■ **Assigned task**
Go through the entries and copy every line that has the string "below" in it.

(Natural-language object grounding data)
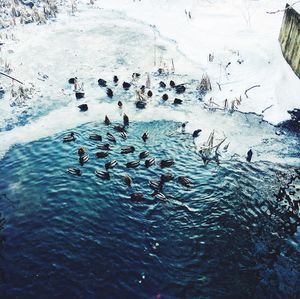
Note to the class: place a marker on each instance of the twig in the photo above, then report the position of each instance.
(280, 10)
(11, 78)
(263, 111)
(250, 89)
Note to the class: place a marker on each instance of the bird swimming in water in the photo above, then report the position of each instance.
(102, 155)
(196, 133)
(105, 147)
(145, 136)
(162, 84)
(107, 121)
(133, 164)
(126, 85)
(166, 163)
(127, 149)
(144, 155)
(74, 171)
(127, 180)
(83, 159)
(137, 196)
(111, 137)
(109, 93)
(149, 162)
(166, 177)
(165, 97)
(111, 164)
(249, 155)
(125, 120)
(83, 107)
(72, 80)
(102, 82)
(115, 79)
(103, 175)
(81, 151)
(172, 83)
(70, 137)
(177, 101)
(95, 137)
(184, 181)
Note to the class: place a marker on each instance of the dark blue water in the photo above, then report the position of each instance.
(230, 236)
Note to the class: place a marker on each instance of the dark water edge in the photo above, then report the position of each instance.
(231, 236)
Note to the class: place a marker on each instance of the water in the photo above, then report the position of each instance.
(81, 237)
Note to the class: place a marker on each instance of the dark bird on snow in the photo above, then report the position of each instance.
(83, 107)
(109, 93)
(107, 121)
(102, 83)
(70, 137)
(125, 120)
(249, 155)
(196, 133)
(126, 85)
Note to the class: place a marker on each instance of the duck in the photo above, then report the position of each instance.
(172, 83)
(162, 84)
(83, 107)
(145, 136)
(81, 151)
(96, 137)
(109, 93)
(137, 196)
(102, 155)
(104, 175)
(127, 149)
(166, 163)
(150, 162)
(83, 159)
(74, 171)
(107, 120)
(177, 101)
(125, 120)
(70, 137)
(144, 155)
(102, 83)
(126, 85)
(166, 177)
(184, 181)
(196, 133)
(127, 180)
(165, 97)
(105, 147)
(111, 164)
(115, 79)
(111, 137)
(133, 164)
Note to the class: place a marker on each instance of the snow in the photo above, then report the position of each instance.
(115, 37)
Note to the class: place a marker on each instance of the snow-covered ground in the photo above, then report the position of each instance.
(121, 36)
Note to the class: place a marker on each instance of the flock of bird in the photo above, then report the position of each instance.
(144, 157)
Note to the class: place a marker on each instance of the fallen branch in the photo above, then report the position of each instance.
(11, 78)
(280, 10)
(250, 89)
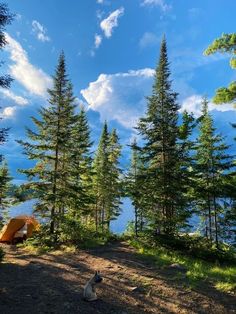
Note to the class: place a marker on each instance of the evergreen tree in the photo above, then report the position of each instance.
(5, 18)
(186, 168)
(4, 188)
(106, 179)
(101, 178)
(49, 146)
(81, 167)
(225, 44)
(5, 80)
(135, 187)
(212, 163)
(114, 152)
(160, 131)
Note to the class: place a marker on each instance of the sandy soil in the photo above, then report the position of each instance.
(53, 283)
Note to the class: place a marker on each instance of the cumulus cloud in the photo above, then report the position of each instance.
(17, 99)
(97, 41)
(193, 104)
(120, 96)
(32, 78)
(8, 112)
(160, 3)
(111, 21)
(40, 31)
(148, 39)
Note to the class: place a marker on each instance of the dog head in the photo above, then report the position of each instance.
(97, 277)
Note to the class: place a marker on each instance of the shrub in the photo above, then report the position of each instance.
(194, 245)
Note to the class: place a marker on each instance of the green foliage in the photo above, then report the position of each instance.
(2, 254)
(225, 44)
(107, 185)
(212, 166)
(163, 178)
(49, 146)
(4, 188)
(223, 277)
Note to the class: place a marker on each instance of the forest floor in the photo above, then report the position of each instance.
(53, 283)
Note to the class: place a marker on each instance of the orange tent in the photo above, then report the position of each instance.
(15, 225)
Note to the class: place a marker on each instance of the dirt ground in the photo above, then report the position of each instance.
(53, 283)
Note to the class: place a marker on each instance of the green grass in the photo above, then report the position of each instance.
(1, 254)
(222, 277)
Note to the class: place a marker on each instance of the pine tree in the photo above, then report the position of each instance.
(81, 167)
(212, 163)
(5, 80)
(49, 146)
(114, 153)
(106, 179)
(225, 44)
(5, 18)
(160, 131)
(101, 179)
(135, 187)
(186, 168)
(4, 188)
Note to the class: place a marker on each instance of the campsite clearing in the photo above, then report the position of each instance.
(53, 283)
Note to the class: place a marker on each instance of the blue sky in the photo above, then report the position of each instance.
(111, 49)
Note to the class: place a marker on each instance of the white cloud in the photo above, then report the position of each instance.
(17, 99)
(32, 78)
(40, 31)
(8, 112)
(111, 21)
(160, 3)
(120, 96)
(97, 40)
(148, 39)
(193, 104)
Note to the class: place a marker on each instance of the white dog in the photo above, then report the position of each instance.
(89, 288)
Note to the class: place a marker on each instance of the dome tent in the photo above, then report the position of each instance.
(18, 227)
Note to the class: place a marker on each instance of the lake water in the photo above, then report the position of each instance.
(117, 226)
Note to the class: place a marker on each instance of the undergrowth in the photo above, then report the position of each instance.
(221, 275)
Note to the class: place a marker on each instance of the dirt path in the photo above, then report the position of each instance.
(53, 283)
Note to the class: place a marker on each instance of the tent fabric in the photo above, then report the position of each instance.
(15, 224)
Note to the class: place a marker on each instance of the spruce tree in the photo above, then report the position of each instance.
(101, 179)
(5, 80)
(50, 145)
(4, 189)
(81, 167)
(114, 153)
(160, 132)
(5, 18)
(136, 187)
(107, 179)
(212, 164)
(225, 44)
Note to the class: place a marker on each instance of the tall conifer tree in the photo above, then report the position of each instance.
(81, 167)
(212, 164)
(160, 131)
(50, 145)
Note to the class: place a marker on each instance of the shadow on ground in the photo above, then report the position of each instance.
(53, 283)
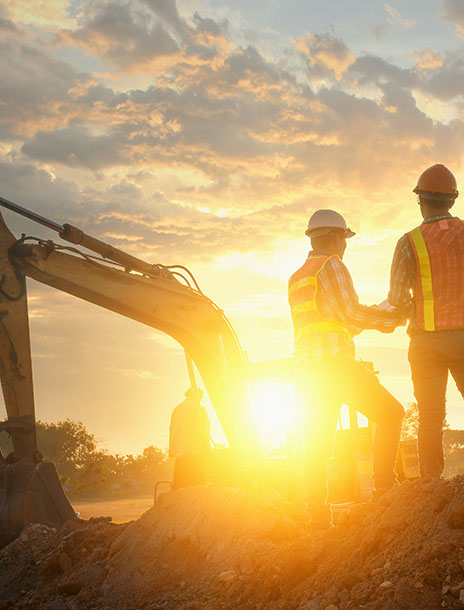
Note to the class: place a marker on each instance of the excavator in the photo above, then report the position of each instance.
(166, 298)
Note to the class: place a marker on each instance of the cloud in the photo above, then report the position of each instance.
(324, 55)
(34, 87)
(121, 35)
(135, 37)
(453, 11)
(395, 17)
(76, 147)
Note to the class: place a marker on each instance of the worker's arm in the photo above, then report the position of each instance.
(339, 297)
(402, 276)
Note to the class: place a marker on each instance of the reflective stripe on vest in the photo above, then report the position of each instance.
(302, 291)
(438, 247)
(425, 274)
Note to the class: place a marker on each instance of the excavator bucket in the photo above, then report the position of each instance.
(30, 490)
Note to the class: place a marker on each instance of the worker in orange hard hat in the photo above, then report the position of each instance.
(326, 313)
(429, 265)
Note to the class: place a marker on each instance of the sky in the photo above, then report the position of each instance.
(205, 133)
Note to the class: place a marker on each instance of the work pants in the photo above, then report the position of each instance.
(431, 356)
(324, 385)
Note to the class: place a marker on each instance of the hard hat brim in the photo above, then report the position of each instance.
(325, 230)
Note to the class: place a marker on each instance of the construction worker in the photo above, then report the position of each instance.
(428, 264)
(326, 313)
(189, 440)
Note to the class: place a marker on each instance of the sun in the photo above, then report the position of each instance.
(274, 413)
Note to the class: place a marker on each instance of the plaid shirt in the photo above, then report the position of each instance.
(336, 299)
(403, 278)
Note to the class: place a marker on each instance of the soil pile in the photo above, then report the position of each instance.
(207, 548)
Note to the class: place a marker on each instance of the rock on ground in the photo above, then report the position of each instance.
(210, 548)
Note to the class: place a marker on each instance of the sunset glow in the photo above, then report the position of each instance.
(204, 133)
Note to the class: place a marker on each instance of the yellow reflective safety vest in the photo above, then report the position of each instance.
(439, 291)
(308, 323)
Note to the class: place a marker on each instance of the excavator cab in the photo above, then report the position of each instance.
(30, 490)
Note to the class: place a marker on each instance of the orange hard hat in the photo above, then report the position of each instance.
(437, 179)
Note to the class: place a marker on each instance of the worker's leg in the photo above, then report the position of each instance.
(456, 357)
(429, 376)
(363, 391)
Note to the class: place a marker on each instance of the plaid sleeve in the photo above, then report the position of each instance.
(339, 298)
(402, 276)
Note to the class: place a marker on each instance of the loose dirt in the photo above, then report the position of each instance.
(121, 510)
(209, 548)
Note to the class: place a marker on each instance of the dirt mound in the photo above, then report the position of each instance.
(209, 548)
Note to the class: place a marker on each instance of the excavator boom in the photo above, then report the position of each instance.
(150, 294)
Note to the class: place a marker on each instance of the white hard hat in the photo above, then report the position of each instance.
(324, 221)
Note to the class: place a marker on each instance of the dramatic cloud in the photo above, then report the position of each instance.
(395, 17)
(179, 134)
(453, 11)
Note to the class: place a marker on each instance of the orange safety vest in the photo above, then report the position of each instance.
(439, 291)
(308, 322)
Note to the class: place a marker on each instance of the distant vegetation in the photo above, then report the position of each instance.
(87, 471)
(453, 441)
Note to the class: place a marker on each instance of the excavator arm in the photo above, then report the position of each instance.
(152, 296)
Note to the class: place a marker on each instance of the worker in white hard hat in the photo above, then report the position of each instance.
(326, 313)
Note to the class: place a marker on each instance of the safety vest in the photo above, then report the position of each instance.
(308, 323)
(439, 291)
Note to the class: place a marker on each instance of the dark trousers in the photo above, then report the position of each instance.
(323, 387)
(431, 356)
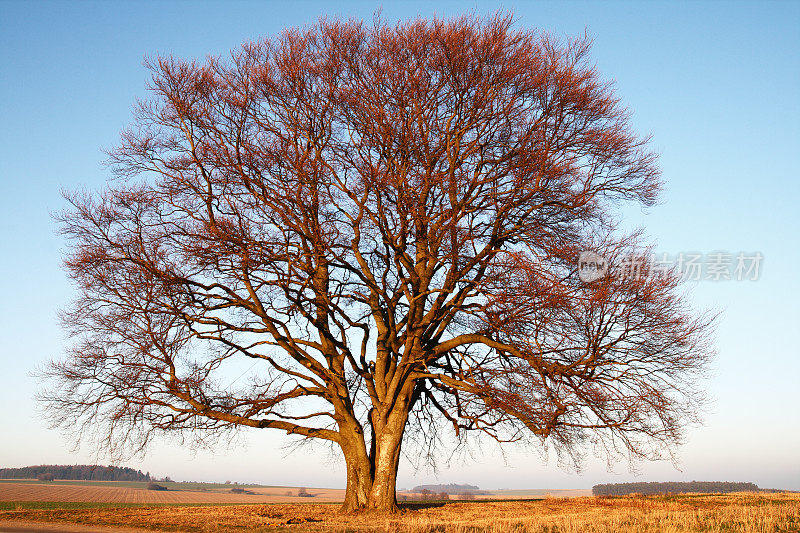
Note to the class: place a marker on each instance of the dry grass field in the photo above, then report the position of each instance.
(41, 492)
(743, 512)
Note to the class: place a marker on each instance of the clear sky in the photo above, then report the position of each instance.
(716, 84)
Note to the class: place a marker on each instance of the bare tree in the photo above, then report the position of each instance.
(385, 220)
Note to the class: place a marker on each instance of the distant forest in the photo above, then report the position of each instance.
(672, 487)
(80, 472)
(450, 488)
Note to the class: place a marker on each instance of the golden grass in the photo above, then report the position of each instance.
(39, 492)
(745, 512)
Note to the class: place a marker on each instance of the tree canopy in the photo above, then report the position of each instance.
(386, 220)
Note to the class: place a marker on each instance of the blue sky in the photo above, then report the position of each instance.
(716, 84)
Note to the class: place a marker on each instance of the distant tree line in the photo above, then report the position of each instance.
(672, 487)
(450, 488)
(77, 472)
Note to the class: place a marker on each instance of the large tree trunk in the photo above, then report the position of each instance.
(372, 475)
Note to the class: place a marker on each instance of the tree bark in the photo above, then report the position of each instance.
(372, 475)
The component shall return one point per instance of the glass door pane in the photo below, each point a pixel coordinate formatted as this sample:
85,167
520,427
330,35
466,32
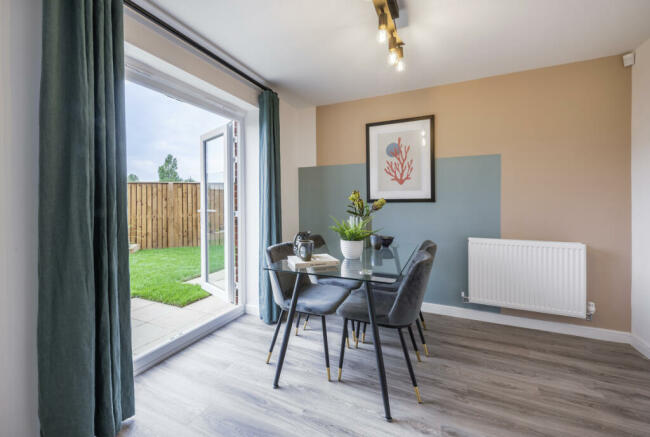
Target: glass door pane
216,210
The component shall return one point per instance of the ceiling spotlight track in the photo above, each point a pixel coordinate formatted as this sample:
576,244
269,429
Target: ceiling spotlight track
387,11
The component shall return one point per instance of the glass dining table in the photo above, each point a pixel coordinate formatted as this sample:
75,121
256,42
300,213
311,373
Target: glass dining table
382,266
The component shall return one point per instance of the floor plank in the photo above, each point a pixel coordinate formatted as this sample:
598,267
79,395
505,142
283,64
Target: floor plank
481,380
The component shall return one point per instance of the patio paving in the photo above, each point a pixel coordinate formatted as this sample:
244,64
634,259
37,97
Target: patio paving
154,324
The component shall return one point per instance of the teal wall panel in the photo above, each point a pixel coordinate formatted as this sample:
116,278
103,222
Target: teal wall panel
468,204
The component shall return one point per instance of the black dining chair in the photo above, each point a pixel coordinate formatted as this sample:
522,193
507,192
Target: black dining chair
393,310
432,248
350,284
313,299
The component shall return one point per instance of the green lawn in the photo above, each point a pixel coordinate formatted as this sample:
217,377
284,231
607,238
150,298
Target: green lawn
158,274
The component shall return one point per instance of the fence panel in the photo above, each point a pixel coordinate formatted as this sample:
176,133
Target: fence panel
165,214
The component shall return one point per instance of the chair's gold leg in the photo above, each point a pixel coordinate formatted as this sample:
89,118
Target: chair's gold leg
417,394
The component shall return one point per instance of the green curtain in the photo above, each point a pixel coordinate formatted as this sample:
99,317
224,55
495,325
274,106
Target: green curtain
85,367
270,200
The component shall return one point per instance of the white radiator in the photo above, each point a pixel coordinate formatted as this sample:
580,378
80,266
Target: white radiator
543,276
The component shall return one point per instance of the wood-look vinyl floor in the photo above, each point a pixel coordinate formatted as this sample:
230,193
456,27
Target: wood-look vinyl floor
480,380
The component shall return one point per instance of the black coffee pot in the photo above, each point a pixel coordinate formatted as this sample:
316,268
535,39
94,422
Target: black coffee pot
303,246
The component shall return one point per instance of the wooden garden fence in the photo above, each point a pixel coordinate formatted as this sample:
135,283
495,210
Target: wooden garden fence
166,214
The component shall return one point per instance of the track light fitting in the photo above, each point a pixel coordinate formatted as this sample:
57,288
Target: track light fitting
382,33
387,11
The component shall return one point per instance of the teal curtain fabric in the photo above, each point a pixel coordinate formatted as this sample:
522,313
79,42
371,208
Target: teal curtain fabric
270,200
85,368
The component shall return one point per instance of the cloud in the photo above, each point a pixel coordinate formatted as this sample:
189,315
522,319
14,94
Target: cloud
157,125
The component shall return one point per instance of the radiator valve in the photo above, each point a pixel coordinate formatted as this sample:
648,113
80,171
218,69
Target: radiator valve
591,310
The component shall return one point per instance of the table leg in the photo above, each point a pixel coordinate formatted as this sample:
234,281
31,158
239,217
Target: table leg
378,353
287,331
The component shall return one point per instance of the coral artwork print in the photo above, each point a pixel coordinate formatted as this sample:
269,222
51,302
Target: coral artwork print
399,167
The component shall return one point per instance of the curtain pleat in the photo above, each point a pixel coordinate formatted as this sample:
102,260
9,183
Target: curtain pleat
84,335
270,198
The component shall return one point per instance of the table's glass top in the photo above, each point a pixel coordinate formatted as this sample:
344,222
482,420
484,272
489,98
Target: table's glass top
385,265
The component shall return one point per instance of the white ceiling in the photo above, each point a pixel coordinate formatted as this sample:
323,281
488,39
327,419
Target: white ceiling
325,51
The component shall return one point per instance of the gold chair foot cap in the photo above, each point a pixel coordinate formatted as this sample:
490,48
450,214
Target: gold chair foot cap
417,394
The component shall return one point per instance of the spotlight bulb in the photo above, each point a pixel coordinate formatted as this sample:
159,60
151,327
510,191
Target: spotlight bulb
382,36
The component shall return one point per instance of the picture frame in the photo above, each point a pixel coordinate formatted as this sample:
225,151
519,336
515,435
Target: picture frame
400,164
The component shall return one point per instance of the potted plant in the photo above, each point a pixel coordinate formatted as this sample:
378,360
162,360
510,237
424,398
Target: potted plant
360,210
352,234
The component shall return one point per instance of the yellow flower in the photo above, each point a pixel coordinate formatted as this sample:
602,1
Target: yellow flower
378,204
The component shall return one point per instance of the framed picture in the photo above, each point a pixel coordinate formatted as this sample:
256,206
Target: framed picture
399,160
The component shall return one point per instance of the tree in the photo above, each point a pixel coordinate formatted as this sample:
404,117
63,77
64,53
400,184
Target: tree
168,172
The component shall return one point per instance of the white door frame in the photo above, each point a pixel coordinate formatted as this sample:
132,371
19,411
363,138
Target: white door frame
154,78
226,132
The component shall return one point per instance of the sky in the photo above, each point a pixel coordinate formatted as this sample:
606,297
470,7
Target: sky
157,125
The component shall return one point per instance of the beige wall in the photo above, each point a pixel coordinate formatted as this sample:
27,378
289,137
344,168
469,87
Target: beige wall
20,71
641,198
297,149
564,137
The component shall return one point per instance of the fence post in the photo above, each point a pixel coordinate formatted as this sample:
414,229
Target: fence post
171,218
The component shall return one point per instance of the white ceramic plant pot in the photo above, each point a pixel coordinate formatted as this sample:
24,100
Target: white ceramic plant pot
352,249
351,267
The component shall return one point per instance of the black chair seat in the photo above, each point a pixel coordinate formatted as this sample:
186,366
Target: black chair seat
350,284
318,299
355,306
392,287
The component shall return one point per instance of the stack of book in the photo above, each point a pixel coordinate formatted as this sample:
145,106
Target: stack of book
317,261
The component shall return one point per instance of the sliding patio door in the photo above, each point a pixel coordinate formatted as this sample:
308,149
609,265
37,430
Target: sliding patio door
217,212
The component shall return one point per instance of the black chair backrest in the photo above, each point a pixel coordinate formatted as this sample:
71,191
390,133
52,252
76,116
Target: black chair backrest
429,246
281,282
410,295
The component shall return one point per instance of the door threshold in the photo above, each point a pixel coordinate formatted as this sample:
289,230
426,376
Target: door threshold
155,356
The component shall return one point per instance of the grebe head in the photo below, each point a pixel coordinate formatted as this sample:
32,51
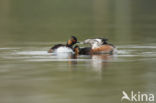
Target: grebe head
72,41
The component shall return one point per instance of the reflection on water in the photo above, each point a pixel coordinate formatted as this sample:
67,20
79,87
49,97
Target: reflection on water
30,74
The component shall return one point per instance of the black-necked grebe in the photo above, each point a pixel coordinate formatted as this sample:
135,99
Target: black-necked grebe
98,46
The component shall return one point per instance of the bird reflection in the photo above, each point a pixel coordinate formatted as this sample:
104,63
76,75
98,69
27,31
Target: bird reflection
100,61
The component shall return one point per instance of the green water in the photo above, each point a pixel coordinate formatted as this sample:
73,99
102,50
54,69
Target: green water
28,28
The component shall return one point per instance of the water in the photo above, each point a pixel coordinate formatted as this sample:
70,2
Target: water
28,74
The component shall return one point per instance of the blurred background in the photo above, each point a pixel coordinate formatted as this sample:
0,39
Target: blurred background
123,21
28,28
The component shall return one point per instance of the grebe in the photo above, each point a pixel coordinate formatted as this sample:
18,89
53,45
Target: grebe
98,46
61,48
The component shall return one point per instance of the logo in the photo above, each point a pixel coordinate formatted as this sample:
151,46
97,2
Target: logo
137,97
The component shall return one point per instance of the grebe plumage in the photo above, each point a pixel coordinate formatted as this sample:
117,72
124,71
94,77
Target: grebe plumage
98,46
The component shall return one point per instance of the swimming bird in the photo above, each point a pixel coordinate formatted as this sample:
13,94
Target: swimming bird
98,46
61,48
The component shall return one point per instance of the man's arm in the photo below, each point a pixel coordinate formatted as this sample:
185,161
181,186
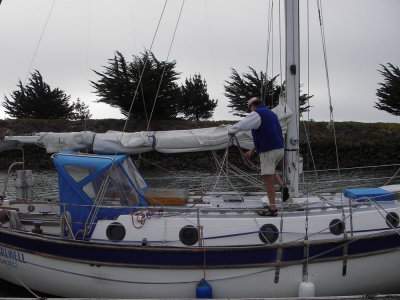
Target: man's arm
251,121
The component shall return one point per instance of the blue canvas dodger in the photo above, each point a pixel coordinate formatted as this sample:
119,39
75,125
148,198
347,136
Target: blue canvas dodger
376,194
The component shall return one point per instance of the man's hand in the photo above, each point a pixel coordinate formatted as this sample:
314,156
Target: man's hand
249,153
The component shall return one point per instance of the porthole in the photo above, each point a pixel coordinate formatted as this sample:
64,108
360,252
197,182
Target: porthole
115,231
268,233
189,235
336,227
392,219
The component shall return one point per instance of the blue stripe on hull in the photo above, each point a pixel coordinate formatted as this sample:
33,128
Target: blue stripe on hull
192,257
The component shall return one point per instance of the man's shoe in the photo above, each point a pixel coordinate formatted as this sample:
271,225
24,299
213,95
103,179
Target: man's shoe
285,193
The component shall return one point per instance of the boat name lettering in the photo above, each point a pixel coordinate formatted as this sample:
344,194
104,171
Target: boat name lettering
12,255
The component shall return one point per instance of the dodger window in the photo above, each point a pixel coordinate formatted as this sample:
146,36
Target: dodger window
119,191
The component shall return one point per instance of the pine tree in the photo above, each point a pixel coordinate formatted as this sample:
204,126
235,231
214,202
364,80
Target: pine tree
195,101
253,84
389,91
37,100
81,111
119,80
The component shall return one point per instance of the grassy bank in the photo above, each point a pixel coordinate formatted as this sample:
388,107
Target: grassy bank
359,144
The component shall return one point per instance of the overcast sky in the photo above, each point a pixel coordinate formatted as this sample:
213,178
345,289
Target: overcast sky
213,37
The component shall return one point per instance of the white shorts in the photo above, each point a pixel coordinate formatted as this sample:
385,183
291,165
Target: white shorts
269,160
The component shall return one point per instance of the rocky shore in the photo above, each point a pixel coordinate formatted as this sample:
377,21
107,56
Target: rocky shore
359,144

■ **Written reply**
The component shall return one point per instance of the glass door pane in the photo below, each point a pixel coordinate formatted as this sample:
The component shall return one point per instance of the grebe head in the photo below, each point a pixel coordinate formatted as this sample:
The component shall return one point per instance of the man's arm in the photo below, each point a pixel coordinate formatted as this sample:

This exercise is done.